• Given exercise: Retype every line of the records below verbatim, leaving the pictures out of your copy.

(Labeling and segmentation records)
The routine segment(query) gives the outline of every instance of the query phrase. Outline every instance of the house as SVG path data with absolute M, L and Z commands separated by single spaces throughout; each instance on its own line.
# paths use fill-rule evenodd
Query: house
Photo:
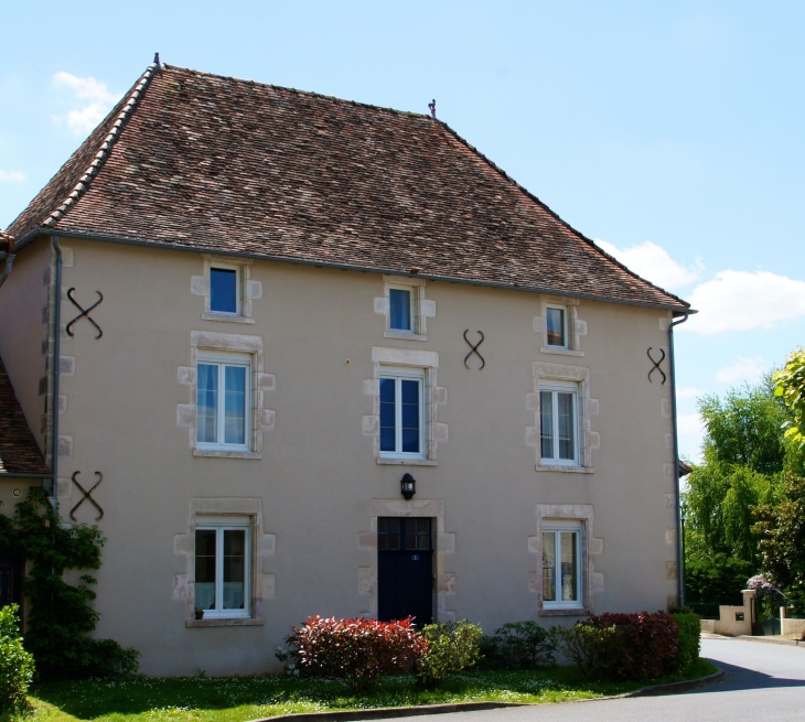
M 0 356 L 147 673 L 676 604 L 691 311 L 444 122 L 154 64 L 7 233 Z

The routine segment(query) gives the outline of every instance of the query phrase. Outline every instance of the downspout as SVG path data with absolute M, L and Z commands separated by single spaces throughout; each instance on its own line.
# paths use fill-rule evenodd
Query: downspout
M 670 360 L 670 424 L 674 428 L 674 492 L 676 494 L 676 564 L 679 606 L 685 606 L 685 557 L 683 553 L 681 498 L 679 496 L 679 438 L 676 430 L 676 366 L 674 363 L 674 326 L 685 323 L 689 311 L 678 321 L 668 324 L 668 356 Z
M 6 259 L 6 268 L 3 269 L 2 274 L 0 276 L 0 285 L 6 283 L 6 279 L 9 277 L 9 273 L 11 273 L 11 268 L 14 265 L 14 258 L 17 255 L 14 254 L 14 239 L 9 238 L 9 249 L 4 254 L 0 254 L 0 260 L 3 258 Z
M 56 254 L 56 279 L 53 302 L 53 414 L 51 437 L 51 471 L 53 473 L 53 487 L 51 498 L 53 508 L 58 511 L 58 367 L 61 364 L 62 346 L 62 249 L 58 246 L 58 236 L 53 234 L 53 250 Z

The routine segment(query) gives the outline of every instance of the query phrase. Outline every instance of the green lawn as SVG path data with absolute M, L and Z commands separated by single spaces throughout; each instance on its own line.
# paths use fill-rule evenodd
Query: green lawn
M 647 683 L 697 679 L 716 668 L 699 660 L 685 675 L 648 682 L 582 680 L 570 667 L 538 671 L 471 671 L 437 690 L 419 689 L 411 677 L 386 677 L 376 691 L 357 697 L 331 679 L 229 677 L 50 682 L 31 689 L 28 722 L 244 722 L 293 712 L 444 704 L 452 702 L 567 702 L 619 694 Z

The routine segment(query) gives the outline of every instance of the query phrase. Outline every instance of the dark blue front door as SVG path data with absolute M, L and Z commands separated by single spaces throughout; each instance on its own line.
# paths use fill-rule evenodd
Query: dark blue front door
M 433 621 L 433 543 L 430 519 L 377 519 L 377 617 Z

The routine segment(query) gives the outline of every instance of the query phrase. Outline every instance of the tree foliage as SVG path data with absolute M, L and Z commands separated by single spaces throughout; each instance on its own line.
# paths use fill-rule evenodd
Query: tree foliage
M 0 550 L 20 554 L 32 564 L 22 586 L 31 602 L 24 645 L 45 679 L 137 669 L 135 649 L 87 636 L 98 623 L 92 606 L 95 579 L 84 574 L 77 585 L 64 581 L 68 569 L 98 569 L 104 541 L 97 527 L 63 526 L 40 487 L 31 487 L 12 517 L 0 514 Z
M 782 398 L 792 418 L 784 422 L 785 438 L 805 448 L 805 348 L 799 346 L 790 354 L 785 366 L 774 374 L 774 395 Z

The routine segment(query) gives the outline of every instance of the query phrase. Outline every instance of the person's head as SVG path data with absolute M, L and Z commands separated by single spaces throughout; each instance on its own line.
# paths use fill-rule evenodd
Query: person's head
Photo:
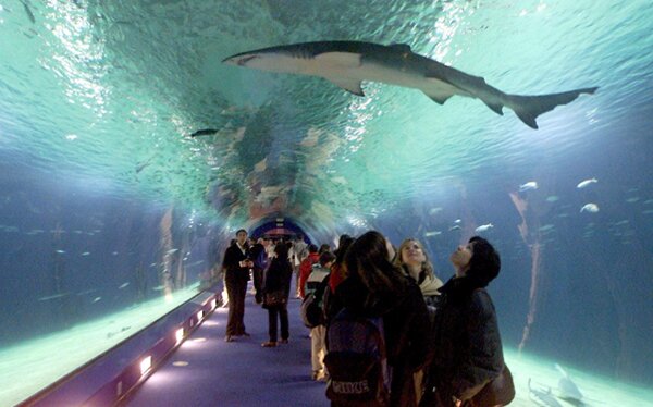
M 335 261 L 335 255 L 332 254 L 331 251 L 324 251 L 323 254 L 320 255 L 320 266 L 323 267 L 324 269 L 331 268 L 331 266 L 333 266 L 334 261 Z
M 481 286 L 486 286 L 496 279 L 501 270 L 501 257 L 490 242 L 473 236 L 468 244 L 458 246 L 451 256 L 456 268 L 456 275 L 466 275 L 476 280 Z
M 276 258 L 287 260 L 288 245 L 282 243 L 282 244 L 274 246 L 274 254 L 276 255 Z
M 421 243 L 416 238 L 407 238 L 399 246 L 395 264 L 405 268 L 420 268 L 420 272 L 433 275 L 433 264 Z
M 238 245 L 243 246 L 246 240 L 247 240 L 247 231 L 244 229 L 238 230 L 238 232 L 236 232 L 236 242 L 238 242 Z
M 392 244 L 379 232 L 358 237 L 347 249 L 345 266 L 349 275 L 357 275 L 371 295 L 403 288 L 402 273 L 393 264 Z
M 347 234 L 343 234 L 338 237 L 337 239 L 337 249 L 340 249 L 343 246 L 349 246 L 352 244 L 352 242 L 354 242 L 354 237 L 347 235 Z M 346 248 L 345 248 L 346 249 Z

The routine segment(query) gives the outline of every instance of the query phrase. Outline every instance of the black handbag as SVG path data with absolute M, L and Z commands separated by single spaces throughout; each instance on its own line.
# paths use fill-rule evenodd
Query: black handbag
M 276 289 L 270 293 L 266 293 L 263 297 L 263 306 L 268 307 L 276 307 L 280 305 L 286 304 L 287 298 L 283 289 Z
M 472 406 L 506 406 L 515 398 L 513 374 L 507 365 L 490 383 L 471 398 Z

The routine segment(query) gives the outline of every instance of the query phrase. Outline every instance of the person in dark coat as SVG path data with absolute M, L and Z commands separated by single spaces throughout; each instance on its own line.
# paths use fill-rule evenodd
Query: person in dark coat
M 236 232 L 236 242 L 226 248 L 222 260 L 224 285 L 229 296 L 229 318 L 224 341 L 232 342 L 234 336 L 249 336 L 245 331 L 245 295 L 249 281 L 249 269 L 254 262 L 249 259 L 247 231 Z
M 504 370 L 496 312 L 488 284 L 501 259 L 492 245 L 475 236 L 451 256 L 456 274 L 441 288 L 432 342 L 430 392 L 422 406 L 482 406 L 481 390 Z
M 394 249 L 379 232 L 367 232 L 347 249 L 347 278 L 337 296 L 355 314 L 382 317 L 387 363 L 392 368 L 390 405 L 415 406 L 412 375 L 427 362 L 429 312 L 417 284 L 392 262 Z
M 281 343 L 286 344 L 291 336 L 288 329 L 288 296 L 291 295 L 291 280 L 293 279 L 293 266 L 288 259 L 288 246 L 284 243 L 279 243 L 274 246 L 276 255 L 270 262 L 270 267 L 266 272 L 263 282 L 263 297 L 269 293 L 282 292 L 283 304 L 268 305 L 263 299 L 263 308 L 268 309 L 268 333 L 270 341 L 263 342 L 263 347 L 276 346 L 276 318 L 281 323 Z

• Output below:
The routine segment(query) gives the outline of every instance of the query phrase. Outline every instance of the house as SVG path data with absolute M, L and Z commands separated by single spaces throughout; each instance on its own line.
# paths use fill-rule evenodd
Query: house
Photo:
M 0 356 L 147 673 L 676 604 L 691 311 L 444 122 L 154 64 L 7 233 Z

The routine segment(query) gives the outline of every instance of the query phrase. Outline every instance of the downspout as SVG path data with absolute M, L and Z commands separated by single spaces throughout; each instance on its own line.
# paths use fill-rule evenodd
Query: downspout
M 670 360 L 670 424 L 674 428 L 674 492 L 676 494 L 676 564 L 679 606 L 685 606 L 685 557 L 683 553 L 681 498 L 679 496 L 679 438 L 676 430 L 676 366 L 674 363 L 674 326 L 685 323 L 689 311 L 678 321 L 668 324 L 668 356 Z
M 6 259 L 6 268 L 3 269 L 2 274 L 0 276 L 0 285 L 6 283 L 6 279 L 9 277 L 9 273 L 11 273 L 11 268 L 14 265 L 14 258 L 17 255 L 14 254 L 14 239 L 9 238 L 9 249 L 4 254 L 0 254 L 0 260 L 3 258 Z
M 56 254 L 56 279 L 53 302 L 53 414 L 51 437 L 51 471 L 53 473 L 53 487 L 51 498 L 53 508 L 58 511 L 58 367 L 61 364 L 62 346 L 62 249 L 58 246 L 58 236 L 53 234 L 53 250 Z

The routine segment(query) gives the outline of every instance of the query phrase. Outline every instance of the green lawn as SVG path data with absolute M, L and Z commands separated by single spaces throughout; each instance on its own line.
# paths use fill-rule evenodd
Query: green lawn
M 647 683 L 697 679 L 716 668 L 699 660 L 685 675 L 648 682 L 582 680 L 570 667 L 538 671 L 471 671 L 437 690 L 419 689 L 411 677 L 386 677 L 376 691 L 357 697 L 331 679 L 229 677 L 50 682 L 31 689 L 28 722 L 244 722 L 293 712 L 444 704 L 452 702 L 567 702 L 619 694 Z

The routine segment(query) gives the outline of every instance of the query phrase. Outline every instance of the dark blue front door as SVG path data with absolute M, L and Z commands separated by single spaces throughout; each instance on its own line.
# paths use fill-rule evenodd
Query: dark blue front door
M 433 621 L 433 543 L 430 519 L 377 519 L 377 617 Z

The routine segment(query) gives the outline of every instance of the query phrase. Outline every instance of the tree foliage as SVG path data with absolute M, L and Z commands separated by single spaces throughout; each instance on its own line.
# paths use fill-rule evenodd
Query: tree foliage
M 0 550 L 20 554 L 32 564 L 22 586 L 31 602 L 24 645 L 45 679 L 137 669 L 135 649 L 87 636 L 98 623 L 92 606 L 95 579 L 84 574 L 77 585 L 64 581 L 68 569 L 98 569 L 104 541 L 97 527 L 63 526 L 40 487 L 31 487 L 12 517 L 0 514 Z
M 782 398 L 792 418 L 784 422 L 785 438 L 805 448 L 805 348 L 799 346 L 790 354 L 785 366 L 774 374 L 774 395 Z

The routine segment(query) gives the outline of every instance of the query phrase. Outline every instance of the person's head as SVG path data with absolute M, L and Z commands separated by single spaces throughout; each instance on its own line.
# paths use fill-rule evenodd
Query: person's head
Photo:
M 335 261 L 335 255 L 332 254 L 331 251 L 324 251 L 323 254 L 320 255 L 320 266 L 323 267 L 324 269 L 331 268 L 331 266 L 333 266 L 334 261 Z
M 481 286 L 486 286 L 496 279 L 501 270 L 501 257 L 490 242 L 473 236 L 468 244 L 458 246 L 451 256 L 456 268 L 456 275 L 466 275 L 476 280 Z
M 276 258 L 287 260 L 288 245 L 282 243 L 282 244 L 274 246 L 274 254 L 276 255 Z
M 421 243 L 416 238 L 407 238 L 399 246 L 395 264 L 405 268 L 420 268 L 420 272 L 433 275 L 433 264 Z
M 238 245 L 243 246 L 246 240 L 247 240 L 247 231 L 244 229 L 238 230 L 238 232 L 236 232 L 236 242 L 238 242 Z
M 392 244 L 379 232 L 358 237 L 347 249 L 345 266 L 349 275 L 357 275 L 371 295 L 403 288 L 402 273 L 393 264 Z
M 347 234 L 343 234 L 338 237 L 337 239 L 337 249 L 340 249 L 343 246 L 349 246 L 352 244 L 352 242 L 354 242 L 354 237 L 347 235 Z M 346 248 L 345 248 L 346 249 Z

The routine segment(query) gives the outline of every instance of the query phrase. Outline every instance of the black handbag as SVG path data with absolute M, L and Z commands separated by single spaces throughout; each instance on its own line.
# paths use fill-rule evenodd
Query: black handbag
M 276 289 L 270 293 L 266 293 L 263 297 L 263 306 L 268 307 L 276 307 L 280 305 L 286 304 L 287 298 L 283 289 Z
M 472 406 L 506 406 L 515 398 L 513 374 L 507 365 L 490 383 L 471 398 Z

The routine segment(query) gives the outline of every instance of the query phrase. Outline every instance of the person in dark coat as SVG path data with absolute M, L and Z commands separated by single spaces throughout; each instance on its own line.
# paths use fill-rule evenodd
Query: person in dark coat
M 236 232 L 236 242 L 226 248 L 222 260 L 224 285 L 229 296 L 229 318 L 224 341 L 232 342 L 234 336 L 249 336 L 245 331 L 245 295 L 249 281 L 249 269 L 254 262 L 249 259 L 247 231 Z
M 504 370 L 496 312 L 488 284 L 501 259 L 492 245 L 475 236 L 451 256 L 456 274 L 441 288 L 432 342 L 430 392 L 422 406 L 482 406 L 481 390 Z
M 394 249 L 379 232 L 367 232 L 347 249 L 347 278 L 337 296 L 355 314 L 382 317 L 387 363 L 392 368 L 390 405 L 415 406 L 412 375 L 427 362 L 429 312 L 417 284 L 392 262 Z
M 281 343 L 286 344 L 291 336 L 288 329 L 288 296 L 291 295 L 291 280 L 293 279 L 293 266 L 288 259 L 288 246 L 284 243 L 279 243 L 274 246 L 276 255 L 270 262 L 270 267 L 266 272 L 263 282 L 263 297 L 269 293 L 282 292 L 283 304 L 268 305 L 263 299 L 263 308 L 268 309 L 268 333 L 270 341 L 263 342 L 263 347 L 276 346 L 276 318 L 281 323 Z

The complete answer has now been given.